* [TAREFAS DO EXERCÍCIO]
1. Diga se cada afirmação abaixo está de acordo com o texto sobre condomínio de lotes, respondendo sim ou não e citando literalmente as palavras do texto que decidem a questão. (a) No loteamento de acesso controlado, pode-se barrar a entrada de pedestres não residentes que estejam devidamente identificados. (b) Na maioria das leis municipais, o percentual mínimo de área repassada ao Poder Público é de 35%. (c) O condomínio de lotes e o loteamento de acesso controlado são o mesmo tipo de empreendimento.
2. Retome o texto sobre condomínio de lotes e continue-o a partir da última frase apresentada.

* [TEXTO DE LEITURA]
>>>>>

CONDOMÍNIO DE LOTES
I – CONSIDERAÇÕES INICIAIS:
Gostaria de falar hoje sobre CONDOMÍNIO DE LOTES.
Inicialmente vou esclarecer que o condomínio de lotes é diferente do loteamento de acesso controlado (popularmente conhecido como Loteamento Fechado).
Então, para que não haja confusão de entendimento, vou explicar sobre as diferenças entre esses dois empreendimentos.
Tanto o condomínio de lotes quanto o loteamento de acesso controlado nasceram da necessidade que nós temos de segurança, infraestrutura adequada e qualidade de vida.
E apesar da Constituição Federal trazer que a vida e a segurança pública são direitos fundamentais e devem ser garantidos pelo Poder Público (artigos 5º, caput, 6º e 144), nós sabemos que existem deficiências no exercício e na implementação das políticas públicas, o que leva o cidadão a buscar alternativas para se proteger.
Dentre essas alternativas que o cidadão lança mão estão o condomínio de lotes e o loteamento de acesso controlado.
Comecemos pelo loteamento de acesso controlado (loteamento fechado).
II – LOTEAMENTO DE ACESSO CONTROLADO:
O loteamento de acesso controlado é um loteamento tradicional que segue as regras estabelecidas pela Lei Federal nº 6.766/1979, que assim disciplina:
“Art. 2º. O parcelamento do solo urbano poderá ser feito mediante loteamento ou desmembramento, observadas as disposições desta Lei e as das legislações estaduais e municipais pertinentes.
§ 1o Considera-se loteamento a subdivisão de gleba em lotes destinados a edificação, com abertura de novas vias de circulação, de logradouros públicos ou prolongamento, modificação ou ampliação das vias existentes.
§8º Constitui loteamento de acesso controlado a modalidade de loteamento, definida nos termos do §1º deste artigo, cujo controle de acesso será regulamentado por ato do poder público Municipal, sendo vedado o impedimento de acesso a pedestres ou a condutores de veículos, não residentes, devidamente identificados ou cadastrados.”
Ou seja, é um loteamento que precisa ser aprovado perante o Município e cumprir todas as exigências urbanísticas como: Projeto urbanístico dividindo a área em lotes, contendo as vias de circulação, as áreas de equipamento público e os espaços livres de uso público.
A porcentagem de área que é repassada ao Poder Público se encontra definida em Lei Municipal, sendo que em sua maioria é estipulado um percentual mínimo de 35% (trinta e cinco por cento).
Merece aqui um breve comentário sobre o que é lote.
Lote é o terreno servido de infraestrutura básica cujas dimensões atendam aos índices urbanísticos definidos pelo plano diretor ou lei municipal para a zona em que se situe (art. 2º, §4º da Lei nº 6.766/1979).

<<<<<

* [MATERIAL REUNIDO]
>>>>>

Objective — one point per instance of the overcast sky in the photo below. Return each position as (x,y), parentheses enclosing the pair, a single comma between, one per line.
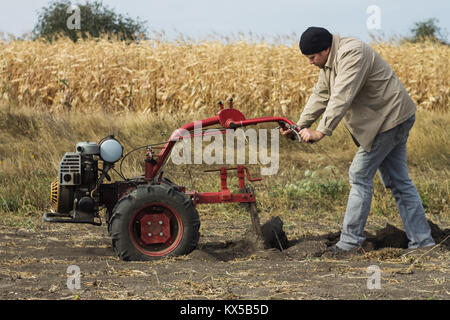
(201,18)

<<<<<

* [RESPOSTAS DAS TAREFAS]
1.
(a) Não: "sendo vedado o impedimento de acesso a pedestres ou a condutores de veículos, não residentes, devidamente identificados ou cadastrados".
(b) Sim: "em sua maioria é estipulado um percentual mínimo de 35% (trinta e cinco por cento)".
(c) Não: "o condomínio de lotes é diferente do loteamento de acesso controlado".

2.
Nas palavras de José Afonso da Silva, é “a porção de terreno com frente para logradouro público em condições de receber edificação residencial, comercial, institucional ou industrial. Lotes são, pois, unidades edificáveis” (SILVA, José Afonso da. Direito Urbanístico Brasileiro. 6.ed. São Paulo: Malheiros, 2010, p. 334). Por sua vez, a noção de gleba é obtida por exclusão em relação ao conceito de lote: é o terreno que não foi objeto de parcelamento aprovado.
A segunda etapa deste tipo de empreendimento vem com a implantação do controle de acesso (fechamento) do loteamento por meio da concessão de uso de bens públicos pelo Município, podendo se basear tanto em lei municipal quanto no Decreto-Lei Federal nº 271/1967. Esse fechamento normalmente ocorre com a construção de muro ou alambrado no seu entorno e guarita de controle de acesso.
Sobre o tema, o Decreto-Lei Federal nº 271/1967 assim disciplina:
“Art. 7º É instituída a concessão de uso de terrenos públicos ou particulares remunerada ou gratuita, por tempo certo ou indeterminado, como direito real resolúvel, para fins específicos de regularização fundiária de interesse social, urbanização, industrialização, edificação, cultivo da terra, aproveitamento sustentável das várzeas, preservação das comunidades tradicionais e seus meios de subsistência ou outras modalidades de interesse social em áreas urbanas.
§1º A concessão de uso poderá ser contratada, por instrumento público ou particular, ou por simples têrmo administrativo, e será inscrita e cancelada em livro especial.”
E o que significa essa concessão de uso de bens públicos dada pelo Município em favor do Loteador no caso dos Loteamentos de acesso controlado??
Como o nome diz, a concessão é de uso, uso de um bem público. Portanto, não se trata de transferência da propriedade ou domínio para o Loteador, sendo somente o uso. Então, as pessoas que ali residirem poderão usar de maneira particular desses bens.
Essa concessão poderá ser de forma remunerada, ou seja, o loteador pagará ao Município uma contraprestação pelo uso. Como também pode ser gratuita.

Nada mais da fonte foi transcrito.